## EXCERTO SELECIONADO
- - -

E reforçou: “É de facto o que está a acontecer com as pessoas que, embora tendo pensões ou empregos, o seu rendimento não permite comprar tudo o que precisariam para gerir a vida”.
Nesse sentido, “estão identificados nos números da pobreza muitos trabalhadores, porque o rendimento é muito baixo e quanto mais aperta o custo de vida, naturalmente para menos chega o rendimento que já é baixo”.
“Estas pessoas vivem a mesma angústia do que os outros que não têm trabalho”, prosseguiu.
Para a Cáritas, “o rendimento do trabalho não é suficiente para garantir a sustentabilidade de uma família neste momento”.
“Sabemos que, abaixo de determinados níveis de rendimento, e depois dependendo se existem doenças, se existem famílias numerosas ou se existem pessoas com deficiência, ou qualquer outro tipo de vulnerabilidade, estas situações agudizam-se”, observou.
E sublinhou que, ao contrário do assumido até esta crise, de que o desemprego era uma das razões da pobreza, “agora o emprego também pode ser, se o rendimento do emprego for baixo”.
“É isso que eu acho que é violento pensar, que até há relativamente pouco tempo quem tinha emprego não iria cair na pobreza e, agora, há muitas pessoas que caíram na pobreza e têm emprego, mas tem um rendimento baixo”.
Segundo Rita Valadas, as associações como a Cáritas, que distribuem refeições ou géneros, têm conseguido assegurar uma resposta a este primeiro nível, o alimentar.
“As pessoas usam todos os recursos que podem para proteger as coisas que mais as assusta perder, que é a casa, e por isso vêm pedir quando não têm dinheiro suficiente para pagar a renda, a luz, a água, essas despesas que transformam uma vida razoável numa vida insuportável, na sua ausência, e que são aquelas que levam as pessoas a aproximar-se e a pedir ajuda”, explicou.
“Estamos a viver um tempo em que tudo sobe: Sobem as rendas, sobe a alimentação, sobe a energia, tudo sobe” e, “quanto mais baixo é o rendimento, mais rápido deixam de conseguir suportar esses custos”.
A situação implica ainda um outro combate da parte da Cáritas, o de dar esperança.
“Esse medo efetivo que as pessoas nos trazem, esta angústia de que é muito mau, mas que pode ainda ser pior, esta angústia de não ver uma esperança é também o nosso combate do dia-a-dia”, disse.
Em maio, a organização de defesa do consumidor Deco/Proteste analisou o impacto da guerra na Ucrânia na vida dos consumidores portugueses e concluiu que quatro em cada dez (40%) participantes num inquérito afirmaram que não tinham margem financeira, se a crise se agravasse.
Há cerca de um ano, antes da guerra na Ucrânia e da escalada dos preços e das taxas de juro, o Instituto Nacional de Estatística (INE) divulgou as conclusões do Inquérito às Condições de Vida e Rendimento, realizado em 2021 sobre rendimentos do ano anterior, as quais indicavam que 18,4% das pessoas estavam em risco de pobreza em 2020, mais 2,2 pontos percentuais do que em 2019.
Segundo o INE, o aumento da pobreza sentida em 2020 “afetou todos os grupos etários”, mas especialmente os adultos em idade ativa, com um aumento de 2,3 pontos percentuais.
“O risco de pobreza para a população empregada aumentou 1,6 pontos percentuais, atingindo uma taxa de 11,2% em 2020, o valor mais elevado dos últimos 10 anos”, refere o instituto de estatística.
A taxa de risco de pobreza correspondia, em 2020, à proporção de habitantes com rendimentos monetários líquidos (por adulto equivalente) inferiores a 6.653 euros (554 euros por mês).

- - -

## DADOS FORNECIDOS
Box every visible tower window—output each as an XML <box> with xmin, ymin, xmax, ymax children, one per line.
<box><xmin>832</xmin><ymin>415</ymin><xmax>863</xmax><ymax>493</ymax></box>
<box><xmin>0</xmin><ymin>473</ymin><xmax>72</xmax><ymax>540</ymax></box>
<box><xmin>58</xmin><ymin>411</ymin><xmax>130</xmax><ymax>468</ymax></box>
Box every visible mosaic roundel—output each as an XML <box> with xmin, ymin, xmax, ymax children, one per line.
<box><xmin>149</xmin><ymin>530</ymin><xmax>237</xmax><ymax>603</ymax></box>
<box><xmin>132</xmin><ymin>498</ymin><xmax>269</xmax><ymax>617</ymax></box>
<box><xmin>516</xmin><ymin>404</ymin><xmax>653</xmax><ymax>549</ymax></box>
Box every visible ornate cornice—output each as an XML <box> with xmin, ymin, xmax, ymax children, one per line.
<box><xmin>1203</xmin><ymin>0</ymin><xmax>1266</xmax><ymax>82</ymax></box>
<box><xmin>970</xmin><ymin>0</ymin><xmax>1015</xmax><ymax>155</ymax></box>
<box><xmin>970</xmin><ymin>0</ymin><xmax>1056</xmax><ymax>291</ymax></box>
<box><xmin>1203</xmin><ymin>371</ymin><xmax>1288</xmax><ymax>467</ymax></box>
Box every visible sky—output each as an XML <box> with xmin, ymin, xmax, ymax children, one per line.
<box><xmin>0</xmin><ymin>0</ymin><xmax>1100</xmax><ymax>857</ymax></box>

- - -

## TAREFA A REALIZAR
Com base no excerto selecionado, explique em uma a três frases porque é que muitos trabalhadores aparecem nos números da pobreza.

## EXERCÍCIO RESOLVIDO
O rendimento do trabalho dessas pessoas é muito baixo, e quanto mais aperta o custo de vida, para menos chega esse rendimento que já é baixo. Assim, embora tenham emprego, o que ganham não lhes permite comprar tudo o que precisariam para gerir a vida.